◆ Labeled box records
=-=-=-=-=

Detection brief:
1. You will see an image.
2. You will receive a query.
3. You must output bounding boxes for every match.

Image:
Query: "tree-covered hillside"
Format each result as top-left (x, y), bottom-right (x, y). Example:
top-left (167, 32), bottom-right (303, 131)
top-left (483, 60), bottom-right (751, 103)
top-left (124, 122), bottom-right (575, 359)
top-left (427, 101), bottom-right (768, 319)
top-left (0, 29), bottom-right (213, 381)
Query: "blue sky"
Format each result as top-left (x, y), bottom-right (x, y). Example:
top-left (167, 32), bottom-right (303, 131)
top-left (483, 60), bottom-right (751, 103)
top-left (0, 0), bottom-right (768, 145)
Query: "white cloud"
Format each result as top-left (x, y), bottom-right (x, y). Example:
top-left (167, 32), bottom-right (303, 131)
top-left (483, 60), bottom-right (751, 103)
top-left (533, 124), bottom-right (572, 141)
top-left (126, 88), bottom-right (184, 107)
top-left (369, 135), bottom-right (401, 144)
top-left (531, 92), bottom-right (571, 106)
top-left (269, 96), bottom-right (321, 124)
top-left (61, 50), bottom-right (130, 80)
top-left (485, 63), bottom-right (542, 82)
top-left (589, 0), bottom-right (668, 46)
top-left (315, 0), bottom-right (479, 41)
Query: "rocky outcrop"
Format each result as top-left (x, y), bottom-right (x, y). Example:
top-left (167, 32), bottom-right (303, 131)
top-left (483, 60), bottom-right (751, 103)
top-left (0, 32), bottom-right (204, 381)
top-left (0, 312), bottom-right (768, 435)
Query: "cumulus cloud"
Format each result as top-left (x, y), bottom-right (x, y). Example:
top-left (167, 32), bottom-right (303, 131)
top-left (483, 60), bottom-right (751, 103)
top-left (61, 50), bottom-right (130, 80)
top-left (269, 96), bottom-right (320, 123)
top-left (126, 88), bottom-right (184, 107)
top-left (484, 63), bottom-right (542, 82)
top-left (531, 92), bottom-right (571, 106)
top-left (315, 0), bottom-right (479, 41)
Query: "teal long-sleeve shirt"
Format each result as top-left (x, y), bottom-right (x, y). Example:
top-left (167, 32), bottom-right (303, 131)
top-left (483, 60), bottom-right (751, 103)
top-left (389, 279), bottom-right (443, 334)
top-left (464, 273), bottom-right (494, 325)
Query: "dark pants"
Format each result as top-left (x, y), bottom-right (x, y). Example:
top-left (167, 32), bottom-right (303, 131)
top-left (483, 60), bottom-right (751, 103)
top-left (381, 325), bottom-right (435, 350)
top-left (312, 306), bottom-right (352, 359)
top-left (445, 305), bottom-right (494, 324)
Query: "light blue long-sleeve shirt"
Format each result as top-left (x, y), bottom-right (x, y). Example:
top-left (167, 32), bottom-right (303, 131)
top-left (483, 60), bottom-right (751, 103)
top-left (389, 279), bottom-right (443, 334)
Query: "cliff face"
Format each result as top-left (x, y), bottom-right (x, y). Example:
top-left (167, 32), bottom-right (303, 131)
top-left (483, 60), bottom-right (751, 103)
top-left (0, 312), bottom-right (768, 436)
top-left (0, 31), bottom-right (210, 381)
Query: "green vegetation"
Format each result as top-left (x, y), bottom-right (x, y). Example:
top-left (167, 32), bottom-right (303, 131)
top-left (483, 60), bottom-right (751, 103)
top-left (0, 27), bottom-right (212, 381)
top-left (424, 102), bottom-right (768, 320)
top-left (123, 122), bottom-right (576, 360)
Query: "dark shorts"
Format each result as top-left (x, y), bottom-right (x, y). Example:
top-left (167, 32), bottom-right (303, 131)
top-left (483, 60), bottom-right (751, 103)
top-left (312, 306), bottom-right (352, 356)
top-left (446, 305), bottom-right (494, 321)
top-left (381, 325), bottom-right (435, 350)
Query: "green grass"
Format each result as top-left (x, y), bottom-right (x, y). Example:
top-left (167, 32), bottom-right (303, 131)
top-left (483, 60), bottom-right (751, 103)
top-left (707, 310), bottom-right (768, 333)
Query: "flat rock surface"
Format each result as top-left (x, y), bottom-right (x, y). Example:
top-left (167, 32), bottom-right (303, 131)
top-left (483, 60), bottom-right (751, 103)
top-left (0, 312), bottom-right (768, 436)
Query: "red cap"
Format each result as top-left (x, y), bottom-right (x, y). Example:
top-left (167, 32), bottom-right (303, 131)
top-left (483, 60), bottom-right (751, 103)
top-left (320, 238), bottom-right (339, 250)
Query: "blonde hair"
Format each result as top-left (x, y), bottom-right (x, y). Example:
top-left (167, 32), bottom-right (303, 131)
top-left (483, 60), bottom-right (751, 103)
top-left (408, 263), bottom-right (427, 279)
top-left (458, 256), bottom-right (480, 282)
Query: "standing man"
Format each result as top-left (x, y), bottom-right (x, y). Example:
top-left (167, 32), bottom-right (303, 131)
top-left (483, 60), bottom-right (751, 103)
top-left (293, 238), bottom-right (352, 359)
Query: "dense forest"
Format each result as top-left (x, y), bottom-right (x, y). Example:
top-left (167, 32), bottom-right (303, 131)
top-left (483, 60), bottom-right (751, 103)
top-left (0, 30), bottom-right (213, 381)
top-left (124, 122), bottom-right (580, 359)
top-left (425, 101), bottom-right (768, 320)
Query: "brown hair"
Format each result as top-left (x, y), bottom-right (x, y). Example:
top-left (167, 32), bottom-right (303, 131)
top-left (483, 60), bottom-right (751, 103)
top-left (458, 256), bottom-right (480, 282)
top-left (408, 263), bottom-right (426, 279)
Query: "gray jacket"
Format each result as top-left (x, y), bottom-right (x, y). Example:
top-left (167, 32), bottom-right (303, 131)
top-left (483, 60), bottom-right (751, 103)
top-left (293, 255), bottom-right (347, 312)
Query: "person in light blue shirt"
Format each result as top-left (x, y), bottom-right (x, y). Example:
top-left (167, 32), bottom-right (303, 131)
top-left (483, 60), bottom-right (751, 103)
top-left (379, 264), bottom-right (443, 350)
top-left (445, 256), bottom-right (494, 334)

=-=-=-=-=

◆ REQUEST
Convert the records above into a two-column CSV with the headers input and output. Give one row per record, with its text under input and its answer under output, and put each value in a single double-quoted field with line breaks replaced by spaces.

◆ RESULT
input,output
"Detection brief: 1. You will see an image. 2. You will receive a query. 3. You must output bounding boxes for every match. Image: Query: ""tree-covered hillside"" Format each result as top-left (x, y), bottom-right (x, y). Example: top-left (167, 32), bottom-right (303, 131) top-left (483, 60), bottom-right (751, 103)","top-left (124, 122), bottom-right (575, 359) top-left (427, 101), bottom-right (768, 319) top-left (0, 29), bottom-right (213, 381)"
"Query: ""blue sky"" Format each result as top-left (x, y), bottom-right (x, y). Example: top-left (167, 32), bottom-right (303, 131) top-left (483, 60), bottom-right (751, 103)","top-left (0, 0), bottom-right (768, 145)"
"Query: ""white cloud"" Format each result as top-left (x, y), bottom-right (x, y). Example: top-left (167, 32), bottom-right (303, 131) top-left (483, 60), bottom-right (751, 103)","top-left (533, 124), bottom-right (572, 141) top-left (126, 88), bottom-right (184, 107) top-left (369, 135), bottom-right (401, 144) top-left (531, 92), bottom-right (571, 106) top-left (269, 96), bottom-right (321, 124) top-left (61, 50), bottom-right (130, 80) top-left (485, 63), bottom-right (542, 82) top-left (589, 0), bottom-right (668, 46) top-left (315, 0), bottom-right (479, 41)"
"Query: ""rocky outcrop"" Format each result as top-left (x, y), bottom-right (x, y). Example: top-left (167, 32), bottom-right (303, 131) top-left (483, 60), bottom-right (751, 103)","top-left (0, 32), bottom-right (204, 381) top-left (0, 312), bottom-right (768, 435)"
"Query: ""cumulus cloud"" Format each result as top-left (x, y), bottom-right (x, y). Example: top-left (167, 32), bottom-right (303, 131) top-left (483, 60), bottom-right (751, 103)","top-left (61, 50), bottom-right (130, 80) top-left (269, 96), bottom-right (320, 123) top-left (126, 88), bottom-right (184, 107) top-left (484, 63), bottom-right (542, 82) top-left (531, 92), bottom-right (571, 106) top-left (315, 0), bottom-right (479, 41)"
"Query: ""teal long-sleeve shirt"" Format each result as top-left (x, y), bottom-right (x, y). Example: top-left (167, 32), bottom-right (303, 131) top-left (483, 60), bottom-right (751, 103)","top-left (389, 279), bottom-right (443, 334) top-left (464, 273), bottom-right (494, 325)"
"Query: ""dark pants"" Format each result as top-left (x, y), bottom-right (x, y). Example: top-left (167, 32), bottom-right (303, 131) top-left (483, 60), bottom-right (751, 103)","top-left (381, 325), bottom-right (435, 350) top-left (312, 306), bottom-right (352, 359) top-left (445, 305), bottom-right (494, 324)"
"Query: ""light blue long-sleeve shirt"" Format each result as top-left (x, y), bottom-right (x, y). Example: top-left (167, 32), bottom-right (303, 131) top-left (483, 60), bottom-right (751, 103)","top-left (389, 279), bottom-right (443, 334)"
"Query: ""cliff face"" Format each result as top-left (x, y), bottom-right (x, y). Example: top-left (167, 32), bottom-right (303, 131) top-left (483, 60), bottom-right (751, 103)","top-left (0, 312), bottom-right (768, 436) top-left (0, 31), bottom-right (210, 381)"
"Query: ""green vegetation"" Format each result as top-left (x, y), bottom-right (x, y). Example: top-left (167, 32), bottom-right (303, 131) top-left (483, 60), bottom-right (751, 103)","top-left (0, 27), bottom-right (212, 381) top-left (424, 102), bottom-right (768, 320) top-left (123, 122), bottom-right (576, 360)"
"Query: ""dark shorts"" Format each result as top-left (x, y), bottom-right (x, y). Example: top-left (167, 32), bottom-right (303, 131) top-left (483, 60), bottom-right (751, 103)","top-left (312, 306), bottom-right (352, 356) top-left (446, 305), bottom-right (494, 321) top-left (381, 325), bottom-right (435, 350)"
"Query: ""green grass"" Format each result as top-left (x, y), bottom-right (x, y). Example: top-left (167, 32), bottom-right (303, 131) top-left (483, 60), bottom-right (751, 103)","top-left (707, 310), bottom-right (768, 333)"
"Query: ""flat rock surface"" Format each result as top-left (x, y), bottom-right (x, y). Example: top-left (167, 32), bottom-right (303, 131) top-left (483, 60), bottom-right (751, 103)","top-left (0, 312), bottom-right (768, 436)"
"Query: ""red cap"" Format each result as top-left (x, y), bottom-right (x, y). Example: top-left (167, 32), bottom-right (303, 131) top-left (483, 60), bottom-right (751, 103)","top-left (320, 238), bottom-right (339, 250)"
"Query: ""blonde hair"" Format each result as top-left (x, y), bottom-right (x, y). Example: top-left (167, 32), bottom-right (303, 131) top-left (483, 60), bottom-right (751, 103)","top-left (408, 263), bottom-right (427, 279) top-left (458, 256), bottom-right (480, 282)"
"Query: ""standing man"" Format each result as top-left (x, y), bottom-right (x, y). Example: top-left (167, 32), bottom-right (303, 131) top-left (483, 60), bottom-right (751, 103)","top-left (293, 238), bottom-right (352, 359)"
"Query: ""dense forest"" Format each result as top-left (x, y), bottom-right (x, y). Example: top-left (167, 32), bottom-right (303, 131) top-left (483, 60), bottom-right (751, 103)","top-left (0, 30), bottom-right (213, 381) top-left (124, 122), bottom-right (580, 359) top-left (425, 101), bottom-right (768, 320)"
"Query: ""brown hair"" Format each result as top-left (x, y), bottom-right (x, y). Example: top-left (167, 32), bottom-right (303, 131) top-left (483, 60), bottom-right (751, 103)","top-left (458, 256), bottom-right (480, 282) top-left (408, 263), bottom-right (426, 279)"
"Query: ""gray jacket"" Format each result as top-left (x, y), bottom-right (x, y). Example: top-left (167, 32), bottom-right (303, 131) top-left (483, 60), bottom-right (751, 103)","top-left (293, 255), bottom-right (347, 312)"
"Query: ""person in light blue shirt"" Format each result as top-left (x, y), bottom-right (x, y). Example: top-left (167, 32), bottom-right (303, 131) top-left (483, 60), bottom-right (751, 103)","top-left (379, 264), bottom-right (443, 350) top-left (445, 256), bottom-right (494, 334)"